## Problem statement
Please give back the listing below word for word, without the images.

## Excerpted records

____________________

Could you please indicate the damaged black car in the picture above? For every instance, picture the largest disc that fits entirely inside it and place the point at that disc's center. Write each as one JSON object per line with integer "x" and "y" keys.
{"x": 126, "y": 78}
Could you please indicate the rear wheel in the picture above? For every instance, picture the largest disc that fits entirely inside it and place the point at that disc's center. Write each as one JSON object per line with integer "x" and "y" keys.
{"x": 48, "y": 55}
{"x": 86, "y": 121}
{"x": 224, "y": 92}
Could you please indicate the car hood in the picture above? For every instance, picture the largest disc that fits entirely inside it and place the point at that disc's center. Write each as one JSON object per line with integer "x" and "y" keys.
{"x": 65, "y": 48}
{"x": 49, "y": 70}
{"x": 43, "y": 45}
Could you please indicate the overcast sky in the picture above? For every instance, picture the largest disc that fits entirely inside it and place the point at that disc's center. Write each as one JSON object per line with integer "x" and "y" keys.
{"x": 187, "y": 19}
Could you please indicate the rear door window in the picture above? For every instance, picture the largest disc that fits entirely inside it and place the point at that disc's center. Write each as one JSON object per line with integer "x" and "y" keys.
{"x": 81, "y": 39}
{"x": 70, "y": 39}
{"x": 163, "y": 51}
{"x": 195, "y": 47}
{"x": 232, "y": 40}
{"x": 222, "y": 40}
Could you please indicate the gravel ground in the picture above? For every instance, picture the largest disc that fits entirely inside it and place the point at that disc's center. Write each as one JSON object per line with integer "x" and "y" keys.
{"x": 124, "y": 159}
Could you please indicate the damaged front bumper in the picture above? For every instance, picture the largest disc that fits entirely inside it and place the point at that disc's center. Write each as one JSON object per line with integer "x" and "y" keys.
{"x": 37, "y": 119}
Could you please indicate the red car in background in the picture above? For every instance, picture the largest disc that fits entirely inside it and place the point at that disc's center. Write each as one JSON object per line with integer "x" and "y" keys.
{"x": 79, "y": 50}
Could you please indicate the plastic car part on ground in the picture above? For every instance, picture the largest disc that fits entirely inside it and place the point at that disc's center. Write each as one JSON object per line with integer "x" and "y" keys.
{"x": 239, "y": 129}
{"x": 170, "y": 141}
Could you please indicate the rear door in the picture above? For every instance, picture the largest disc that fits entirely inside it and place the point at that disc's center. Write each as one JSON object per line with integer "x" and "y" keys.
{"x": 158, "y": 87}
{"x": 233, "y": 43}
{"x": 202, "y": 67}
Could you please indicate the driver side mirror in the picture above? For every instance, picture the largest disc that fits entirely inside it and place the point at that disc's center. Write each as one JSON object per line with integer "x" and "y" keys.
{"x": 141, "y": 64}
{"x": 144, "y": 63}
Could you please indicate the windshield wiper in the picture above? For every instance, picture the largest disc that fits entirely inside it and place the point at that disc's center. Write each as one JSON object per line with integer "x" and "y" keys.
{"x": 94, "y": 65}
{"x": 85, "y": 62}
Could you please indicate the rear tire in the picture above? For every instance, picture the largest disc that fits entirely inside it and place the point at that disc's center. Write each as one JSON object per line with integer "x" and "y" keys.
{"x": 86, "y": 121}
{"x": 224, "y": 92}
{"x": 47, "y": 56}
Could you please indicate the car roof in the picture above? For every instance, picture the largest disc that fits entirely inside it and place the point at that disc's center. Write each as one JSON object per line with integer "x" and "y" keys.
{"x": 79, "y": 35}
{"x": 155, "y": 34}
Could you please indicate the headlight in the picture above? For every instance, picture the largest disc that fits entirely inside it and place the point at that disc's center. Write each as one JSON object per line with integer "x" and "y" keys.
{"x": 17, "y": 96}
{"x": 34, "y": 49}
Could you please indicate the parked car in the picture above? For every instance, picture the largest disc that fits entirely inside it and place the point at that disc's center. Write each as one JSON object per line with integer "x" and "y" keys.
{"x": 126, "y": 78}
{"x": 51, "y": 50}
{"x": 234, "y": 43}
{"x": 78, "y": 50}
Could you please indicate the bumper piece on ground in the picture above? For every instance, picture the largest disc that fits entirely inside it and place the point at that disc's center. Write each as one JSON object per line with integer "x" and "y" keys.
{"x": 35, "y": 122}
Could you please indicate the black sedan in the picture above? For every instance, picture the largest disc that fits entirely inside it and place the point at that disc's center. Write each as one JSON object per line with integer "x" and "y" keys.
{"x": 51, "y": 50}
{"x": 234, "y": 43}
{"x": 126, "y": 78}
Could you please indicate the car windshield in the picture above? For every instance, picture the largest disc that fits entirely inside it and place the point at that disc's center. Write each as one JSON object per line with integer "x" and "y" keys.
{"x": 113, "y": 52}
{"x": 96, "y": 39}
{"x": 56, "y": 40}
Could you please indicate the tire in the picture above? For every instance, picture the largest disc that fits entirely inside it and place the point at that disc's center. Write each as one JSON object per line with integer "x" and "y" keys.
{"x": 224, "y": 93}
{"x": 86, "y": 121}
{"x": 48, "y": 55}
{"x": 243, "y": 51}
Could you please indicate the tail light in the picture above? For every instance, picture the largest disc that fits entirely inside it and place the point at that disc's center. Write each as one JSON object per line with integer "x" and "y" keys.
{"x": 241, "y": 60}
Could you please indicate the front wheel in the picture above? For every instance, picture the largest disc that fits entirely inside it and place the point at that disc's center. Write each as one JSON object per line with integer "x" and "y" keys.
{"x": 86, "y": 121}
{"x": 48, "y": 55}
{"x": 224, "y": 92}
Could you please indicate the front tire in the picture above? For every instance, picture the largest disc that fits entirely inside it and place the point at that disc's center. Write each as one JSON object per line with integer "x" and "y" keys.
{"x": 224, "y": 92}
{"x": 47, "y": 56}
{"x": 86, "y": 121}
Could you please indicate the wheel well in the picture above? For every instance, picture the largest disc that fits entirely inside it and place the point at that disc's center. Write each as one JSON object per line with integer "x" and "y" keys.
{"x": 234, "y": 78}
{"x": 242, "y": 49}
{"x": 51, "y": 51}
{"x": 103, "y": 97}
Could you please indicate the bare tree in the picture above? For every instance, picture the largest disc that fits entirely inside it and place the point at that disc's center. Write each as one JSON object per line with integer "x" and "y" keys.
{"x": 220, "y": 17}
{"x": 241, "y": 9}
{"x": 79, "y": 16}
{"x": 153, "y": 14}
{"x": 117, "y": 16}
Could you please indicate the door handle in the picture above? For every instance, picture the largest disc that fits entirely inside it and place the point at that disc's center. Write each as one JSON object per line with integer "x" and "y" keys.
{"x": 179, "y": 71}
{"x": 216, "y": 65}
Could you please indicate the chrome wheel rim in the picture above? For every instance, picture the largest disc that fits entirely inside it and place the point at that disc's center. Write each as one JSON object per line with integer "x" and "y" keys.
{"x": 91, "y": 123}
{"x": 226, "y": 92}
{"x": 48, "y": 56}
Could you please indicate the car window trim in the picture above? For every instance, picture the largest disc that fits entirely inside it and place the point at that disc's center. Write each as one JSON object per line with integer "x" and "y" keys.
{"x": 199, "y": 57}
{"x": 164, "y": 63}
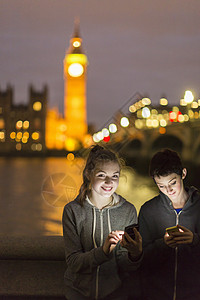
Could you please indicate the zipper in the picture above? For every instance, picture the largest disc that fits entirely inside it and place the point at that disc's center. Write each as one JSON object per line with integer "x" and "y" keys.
{"x": 176, "y": 258}
{"x": 101, "y": 244}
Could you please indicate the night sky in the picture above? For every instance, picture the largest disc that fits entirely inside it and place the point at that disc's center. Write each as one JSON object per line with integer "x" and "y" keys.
{"x": 146, "y": 46}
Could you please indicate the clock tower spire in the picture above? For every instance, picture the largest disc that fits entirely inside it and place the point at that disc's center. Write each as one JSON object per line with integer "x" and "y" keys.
{"x": 75, "y": 79}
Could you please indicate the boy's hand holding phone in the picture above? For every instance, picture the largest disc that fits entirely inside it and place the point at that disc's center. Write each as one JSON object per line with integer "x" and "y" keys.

____________________

## Output below
Could you please indicate the damaged black car in the picture above? For every instance, picture the largest disc that fits entirely inside it and place the point at that disc's center. Write each as one JSON object per line with integer "x" and "y" keys.
{"x": 126, "y": 78}
Could you please indicate the rear wheel in the picture above? For every instance, picture the largest disc that fits entirely inside it and place the point at that disc's center. Write each as one JSON object per line with integer "x" and "y" keys.
{"x": 48, "y": 55}
{"x": 86, "y": 121}
{"x": 224, "y": 92}
Could you please indicate the car hood in the picture above? For every instance, picture the largest disc that fits entirely inside it and place the point at that disc's center. Write each as one JSON object per line with integer "x" and "y" keys.
{"x": 65, "y": 48}
{"x": 49, "y": 70}
{"x": 43, "y": 45}
Could you please indicate the overcast sky in the picture above? For every instance, picture the largest disc that fits entirely inside it and place the point at that disc's center. Write each as one JSON object per line with integer "x" and "y" keys.
{"x": 187, "y": 19}
Could you please indicate the rear door window in the picture above? For every instance, picture the largest disc that fits entirely inside it and place the point at that disc's center. Write each as one JSON object per line with integer "x" and "y" keys.
{"x": 81, "y": 39}
{"x": 70, "y": 39}
{"x": 163, "y": 51}
{"x": 195, "y": 47}
{"x": 232, "y": 40}
{"x": 222, "y": 40}
Could you please indicate the gravel ground in the picture above? For every instance, picture the largest disc that fits entirely inside it and place the point at that disc's center. Write each as one JSON object per line with integer "x" and "y" keys.
{"x": 124, "y": 159}
Could you please indicate the damaged front bumper in the picture above? For every instance, picture the largest disc that fits entirely inside it and place the point at that disc's center. Write each as one JSON object per line with integer "x" and "y" keys.
{"x": 37, "y": 119}
Could you please indicate the red car in background in the picture above? For every instance, picture the largest disc that fits entirely inside it and place the point at that disc's center. Write each as one JSON object per line with integer "x" and "y" keys.
{"x": 79, "y": 50}
Could you please indicate the plastic car part on ground in the picture above? For every instance, picture the largest disc that fits entirely inside it and place the point at that disc's center. Write each as one JSON object per line with integer "x" and "y" keys.
{"x": 239, "y": 129}
{"x": 170, "y": 141}
Could you please indicate the rear door in the picture above? For every instance, picture the largest disc that fits entirely inside it and place the point at that disc's center. Write each as one JSON object per line with integer "x" and "y" keys.
{"x": 158, "y": 87}
{"x": 233, "y": 43}
{"x": 202, "y": 67}
Could you please indicate the driver side mirror in the picture above? For every instance, picture the largest disc that fits entirely inside it and place the point at that disc's center. Write each as one JSON object per line with integer "x" and "y" keys.
{"x": 141, "y": 64}
{"x": 144, "y": 63}
Could you please indicate the windshield wiper in the picture above? For every instance, picture the largest disc that fits entirely inside it and place the point at that disc's center. Write each as one JSON object per line with integer "x" and "y" keys.
{"x": 94, "y": 65}
{"x": 85, "y": 62}
Could you please indicate the rear tire in the picture above? For every instance, picture the largest disc that fits entirely inside it and place the point at that disc's center. Write each as one JSON object per line with integer "x" and "y" keys.
{"x": 86, "y": 121}
{"x": 224, "y": 92}
{"x": 47, "y": 56}
Could you please indicate the car roof in the picture above? For every instance, picture the largest disc that fits entirely inside it and place the point at that disc's center. Write each as one JSON object per line with integer "x" and "y" keys.
{"x": 79, "y": 35}
{"x": 155, "y": 34}
Could you please indicate the headlight in the picture above? For every instance, picture the largest disc that fits entirely inside it and place the point at that disc's center. Write each as one JSON object per line with integer "x" and "y" keys.
{"x": 17, "y": 96}
{"x": 34, "y": 49}
Could you please indicate the parked car in the picture above? For every instance, picture the largest disc that fits entirely inside it and place the point at that disc's center. Write each as one JSON object per line with integer "x" and "y" keys.
{"x": 126, "y": 78}
{"x": 51, "y": 50}
{"x": 234, "y": 43}
{"x": 78, "y": 50}
Could you please indicate the bumper piece on ground in the picture above? For every instance, picture the largest disc that fits entirely inside it and place the point at that disc's center. Write each as one JSON object per line with integer "x" and "y" keys.
{"x": 35, "y": 122}
Could you please indicate the black sedan in the picture above? For every instance, picture the largest disc that fits entirely inside it and place the point at that disc's center. Write each as one JSON object per line with integer "x" and "y" keys.
{"x": 51, "y": 50}
{"x": 234, "y": 43}
{"x": 126, "y": 78}
Could you please indicate the car windshield in the picture above? For every instance, picture the largest disc that fits entirely inside it and place the point at that disc's center. Write each as one JSON object per line with integer "x" and "y" keys.
{"x": 113, "y": 52}
{"x": 96, "y": 39}
{"x": 56, "y": 40}
Could you please indicate the tire in the picture above? For every instance, picture the largest disc that fits entirely inside it and place the point at that disc's center. Write each as one JSON object per line with integer "x" and "y" keys.
{"x": 224, "y": 93}
{"x": 86, "y": 121}
{"x": 48, "y": 55}
{"x": 243, "y": 51}
Could you please indicate the tail light in the picture above? For every instance, picture the largest disc that fits entirely inside it and place the point at that disc's center. Write each as one JSON object per line with integer "x" and "y" keys.
{"x": 241, "y": 60}
Could you please indicate the front wheel in the picture above? For every instance, picture the largest disc that fits entirely inside it and place the point at that disc's center. Write each as one JSON object per line with integer "x" and "y" keys.
{"x": 86, "y": 121}
{"x": 48, "y": 55}
{"x": 224, "y": 92}
Could you please indicate the front tire in the picture above? For every instance, picture the largest disc that fits entirely inside it and place the point at that disc's center. Write each as one JSON object per line with integer "x" and "y" keys.
{"x": 224, "y": 92}
{"x": 47, "y": 56}
{"x": 86, "y": 121}
Could you please indicate the wheel well in the picture above? For every instance, picture the largest disc that fits entirely inside it and place the point at that disc's center. Write each as one JSON object per line with integer "x" and "y" keys.
{"x": 234, "y": 78}
{"x": 242, "y": 49}
{"x": 51, "y": 51}
{"x": 103, "y": 97}
Could you please indicate the bare tree in the picture above? For every instance, picture the largest disc that fits entirely inside it and place the point at that disc's center. Write each as one JSON object per line with integer "x" and "y" keys.
{"x": 220, "y": 17}
{"x": 241, "y": 9}
{"x": 79, "y": 16}
{"x": 153, "y": 14}
{"x": 117, "y": 16}
Could you please indicate the door handle in the picture above? For every instance, picture the largest disc that fits entirely inside it and place the point at that disc's center. Write each as one JSON object per line with integer "x" and "y" keys.
{"x": 179, "y": 71}
{"x": 216, "y": 65}
Could you please indicate the chrome wheel rim in the picture above? For every instance, picture the largest disc that fits entirely inside it and place the point at that disc's center. Write each as one JSON object per line with integer "x" and "y" keys.
{"x": 91, "y": 123}
{"x": 226, "y": 92}
{"x": 48, "y": 56}
Could you please indicate the car window trim in the picture above? For every instance, picture the largest disc that fits entirely inside it and place the point at that disc's center. Write each as one JSON object per line with integer "x" and "y" keys.
{"x": 199, "y": 57}
{"x": 164, "y": 63}
Could you please indicate the zipper in the picture above? For every instance, picture the largest disc that fits entirely inside it and place the point at that disc's center. Write each as one JSON object per line with integer "x" and "y" keys.
{"x": 176, "y": 258}
{"x": 101, "y": 244}
Could you please indicate the night sky in the picture above? For every instance, picture the largest disc that fits entirely inside it and place the point at that disc's center. Write each as one JSON object per line with integer "x" and "y" keys.
{"x": 146, "y": 46}
Could you please indicate the clock tower spire in the picture above? For every instance, picture the largest disc that fits entirely inside it and place the point at that disc's center. Write each as one JSON object per line with integer "x" and "y" keys.
{"x": 75, "y": 79}
Could you please indicate the boy's hand holding phone in the picture above? For every instance, picture the largest disc that fits entirely inside it and place the point at that disc's center. Write each as one JSON object per line with integer "x" and "y" keys.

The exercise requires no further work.